The best part of my life is not behind me, I believe it is in front of me. Older and wiser, certainly after the experience of having breast cancer. Many times in my life, I have not told myself the truth. Or, like many of you perhaps, we choose to live in denial.
But living in denial can rob us of truly living today. Cancer gave me the gift of getting to know myself. I have heard from countless patients, how their family was not there for them when they were diagnosed or during treatment. I am glad I do not stand alone. I will not take it personally. People do what they do. I do what I do. I learn from my past and move forward…always moving forward. It doesn’t do alot of good looking back unless you learn something.
Next week is the big five month check up. I have been rather nervous about it. The feelings started sneaking in about a week ago. Feels like the grim reaper is lurking somewhere. Get out I tell it. I have no time for you! Its negative, and I fight to push it away. So I am coming to a decision point.
The truth of the matter is, I had cancer in two places. Not just one. I had invasive cancer. But neither cancer area had spread beyond the breast. But what caused the cancer in the first place? I am just a computer person and I don’t understand all this medical jargon, and analysis. I have spent endless hours researching treatment, medications, and I tried the Arimidex for nine weeks. That sucked.
----------
* WHAT IS BEING ASKED: Pick up the personal account of life after breast cancer right after "That sucked." and keep going in the same voice.

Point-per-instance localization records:
----------
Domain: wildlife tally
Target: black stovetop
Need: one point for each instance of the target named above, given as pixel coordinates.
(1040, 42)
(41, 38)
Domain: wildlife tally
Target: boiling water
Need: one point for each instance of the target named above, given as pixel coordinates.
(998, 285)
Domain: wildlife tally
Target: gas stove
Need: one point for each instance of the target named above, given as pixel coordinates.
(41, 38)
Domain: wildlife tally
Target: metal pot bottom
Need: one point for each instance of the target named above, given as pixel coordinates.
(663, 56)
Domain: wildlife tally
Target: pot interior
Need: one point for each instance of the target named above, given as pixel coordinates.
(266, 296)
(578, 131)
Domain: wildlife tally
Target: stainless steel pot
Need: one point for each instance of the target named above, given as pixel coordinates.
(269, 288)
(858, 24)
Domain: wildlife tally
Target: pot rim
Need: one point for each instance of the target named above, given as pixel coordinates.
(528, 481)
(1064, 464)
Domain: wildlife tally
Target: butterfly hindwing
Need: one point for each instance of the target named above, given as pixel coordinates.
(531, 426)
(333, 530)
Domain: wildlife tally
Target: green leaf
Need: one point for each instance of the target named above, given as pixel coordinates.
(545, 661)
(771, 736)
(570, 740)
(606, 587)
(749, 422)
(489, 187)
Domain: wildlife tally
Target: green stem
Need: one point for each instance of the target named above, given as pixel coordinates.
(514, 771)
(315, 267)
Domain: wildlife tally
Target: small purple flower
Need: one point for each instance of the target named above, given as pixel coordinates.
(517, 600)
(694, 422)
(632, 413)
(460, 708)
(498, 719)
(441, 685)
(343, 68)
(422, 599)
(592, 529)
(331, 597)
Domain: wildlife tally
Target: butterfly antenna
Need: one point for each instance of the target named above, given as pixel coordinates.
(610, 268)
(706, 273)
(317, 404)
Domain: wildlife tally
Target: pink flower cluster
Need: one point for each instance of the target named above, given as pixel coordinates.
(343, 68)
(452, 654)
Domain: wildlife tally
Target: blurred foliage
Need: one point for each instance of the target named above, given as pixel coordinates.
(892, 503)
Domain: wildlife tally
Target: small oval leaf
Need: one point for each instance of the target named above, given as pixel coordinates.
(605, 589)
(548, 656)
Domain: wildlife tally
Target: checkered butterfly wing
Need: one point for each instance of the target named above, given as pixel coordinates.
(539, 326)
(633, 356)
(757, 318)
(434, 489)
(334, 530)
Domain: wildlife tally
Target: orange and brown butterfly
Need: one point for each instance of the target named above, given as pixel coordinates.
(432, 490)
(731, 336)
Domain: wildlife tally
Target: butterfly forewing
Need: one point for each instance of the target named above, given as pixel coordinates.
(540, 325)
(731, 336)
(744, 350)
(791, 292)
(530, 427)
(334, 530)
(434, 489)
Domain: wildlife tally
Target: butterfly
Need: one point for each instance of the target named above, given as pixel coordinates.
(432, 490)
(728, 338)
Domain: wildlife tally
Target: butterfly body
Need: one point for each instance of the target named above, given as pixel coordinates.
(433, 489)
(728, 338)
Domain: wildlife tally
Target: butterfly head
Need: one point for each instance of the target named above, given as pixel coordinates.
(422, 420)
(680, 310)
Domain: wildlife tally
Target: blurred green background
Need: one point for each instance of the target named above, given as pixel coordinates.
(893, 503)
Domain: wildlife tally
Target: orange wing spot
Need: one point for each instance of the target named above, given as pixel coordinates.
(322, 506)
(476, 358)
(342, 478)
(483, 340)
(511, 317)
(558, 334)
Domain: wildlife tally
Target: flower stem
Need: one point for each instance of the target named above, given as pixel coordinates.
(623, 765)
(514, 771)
----------
* EXPECTED ANSWER:
However, I pay this oncologist to tell me what to do. Then I should probably do it. I could search out a second opinion, but why? So I could get the same thing or worse diagnosis? I just want to run away and pretend it didn’t happen. But I can’t do that either. It is a constant reminder nagging physically on my left side, scar tissue clinging to the left arm stuck tight against the chest, not allowing me to lift the arm. To much tissue is left under the left arm. Oh it isn’t a pretty site but…but but but…I am alive, and people keep telling me to be grateful.
It isn’t that. Its the stark realization of my life. And it scares the shit out of me. I don’t want it to be over, and I don’t want to suffer either.
I would much rather think about the sun. Think about and play with my new little kitty. I selected the kitten with one eye, that was born on the day my first surgery was performed. The surgery that removed the invasive cancer and possible saved my life, for now anyway. I named the little guy Mason. After the hospital I had my surgery in. The building I stayed up all night long in, staring at the streets of Seattle as the rain drizzled down and the street people wandered the night. I didn’t know how to sleep with the drain tubes in so it was safer to just stay awake and look out at the city.
So….my cat has his own You Tube Video!! How about that. He lost his eye when the big tom cat beat him up when he was little. Seems fitting I would have a cat with one eye named Mason. We are all a little less than whole in this house but we all have big hearts, determination and an inherent desire to survive and thrive!
Welcome Timmy Mason to my family. I will enjoy him. Now I have to go find him, because he is hiding under the bed. But when I go in there, he is curious and climbs up on the bed…way down at the end…and then he rolls over and kind of flirts with me…like he is saying “maybe this home will be a safe place for me…and she will love me”. Yes, I think she will.